BEGIN DOCUMENT SECTION

News & Insights

China enhances the protection of plant variety rights

Did you know?

A new judicial interpretation issued by China’s Supreme Court took effect on 7 July 2021. The interpretation clarifies the application of the law in disputes over the infringement of plant variety rights (PVRs).

Why does this matter to you?

China’s PVR legislation is still at a relatively preliminary stage but, according to The World Intellectual Property Indicators 2020 report published by WIPO, China accounts for one-third of plant variety applications that were filed worldwide in 2019, so it should come as no surprise that China is focused on upgrading its PVR protection. 

The interpretation is intended to expand the scope of protection for PVRs in China, improve the speed, effectiveness and consistency of judicial protection, and to make it easier for PVR holders to establish infringement and damage. Key provisions include:

  • Broadening the concept of “propagating material” in line with the findings of the landmark PVR infringement Pomelo case. The definition of “propagating material” is that it must be living and have the ability to reproduce a plant that has the same features and characteristics as the protected variety. 
  • Clarifying that the act of planting propagating material may constitute an infringing act. This is a contentious issue in other jurisdictions too.
  • Providing that expressing an intention to sell through advertising and exhibiting propagating material may constitute an infringing act.
  • Contributory infringement for those who knowingly provide services to infringers including acquisition, storage, transportation, processing and provision of certification materials.

END DOCUMENT SECTION
BEGIN EXTRACTED INFORMATION

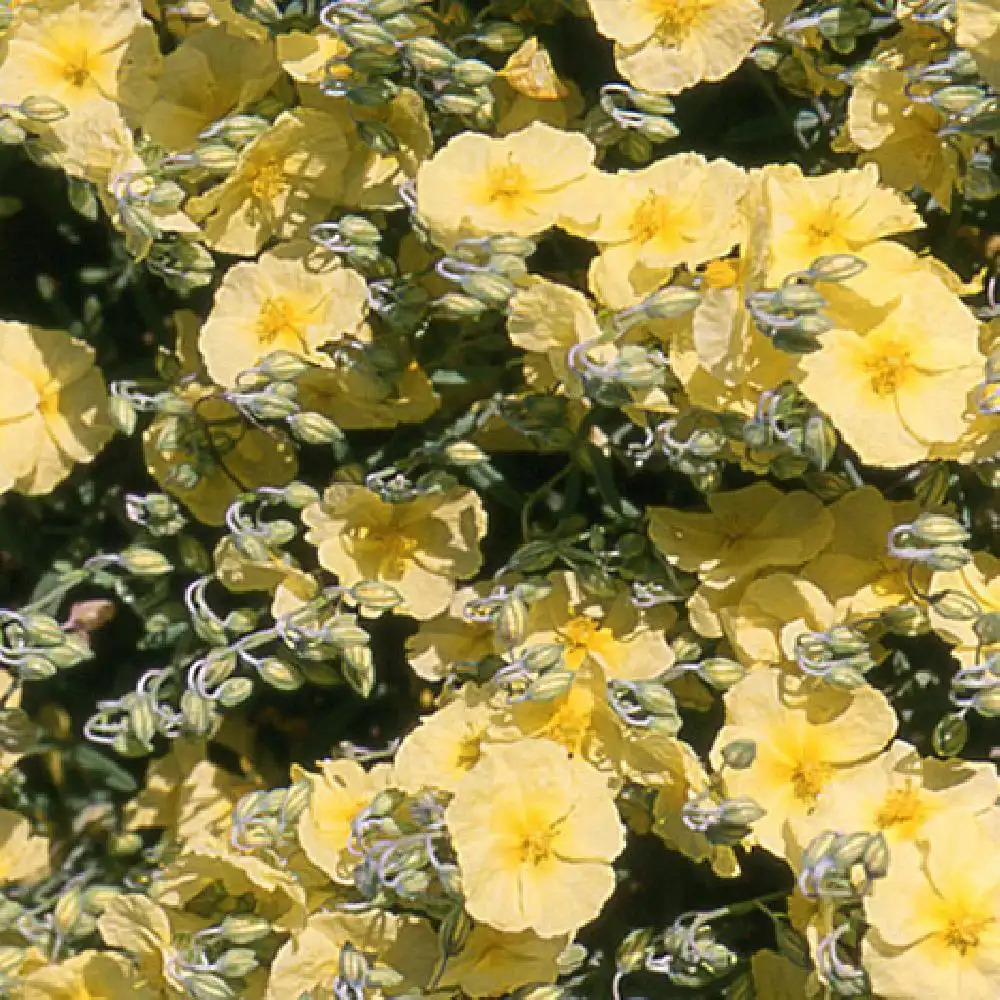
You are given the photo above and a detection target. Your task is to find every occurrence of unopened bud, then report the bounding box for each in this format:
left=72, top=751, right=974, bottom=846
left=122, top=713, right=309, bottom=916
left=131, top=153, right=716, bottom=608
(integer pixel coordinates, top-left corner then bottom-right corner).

END EXTRACTED INFORMATION

• PROBLEM DETAILS: Pick up the article on China's protection of plant variety rights where it stops and write its continuation. The entries have nothing to do with the article on plant variety rights in China.

• WRITTEN ANSWER:
  • Making it easier for PVR owners to establish infringement by shifting the burden of proof from the PVR owner to the infringer in certain circumstances including where:
  • the infringer claims that the alleged infringing material is harvested material for consumption rather than for production or reproduction; or
  • the alleged infringing material uses the same name as a registered variety, it is presumed that the propagating material belongs to that variety, unless the infringer can produce evidence to the contrary.
  • The alleged infringer is obliged to provide relevant account books and materials relating to the infringement and preserve evidence. If the infringer fails to provide such information, gives false accounting, or destroys evidence, or hinders establishing proof of infringement, then the court may calculate compensation based on the PVR owner’s claims and evidence.
  • The granting of preliminary injunctions to restrain infringement and even the destruction of infringing material to prevent proliferation and reproduction.
  • Under the existing law, punitive damages may be imposed in cases of “serious infringement”. The interpretation sets out the relevant circumstances when determining the seriousness of the infringement including repeat offenders, engaging in PVR infringement as a business, forging PVR certificates, selling authorised varieties without labels or marks and refusing to divulge information relating to the production, reproduction, sale and storage of alleged infringing products.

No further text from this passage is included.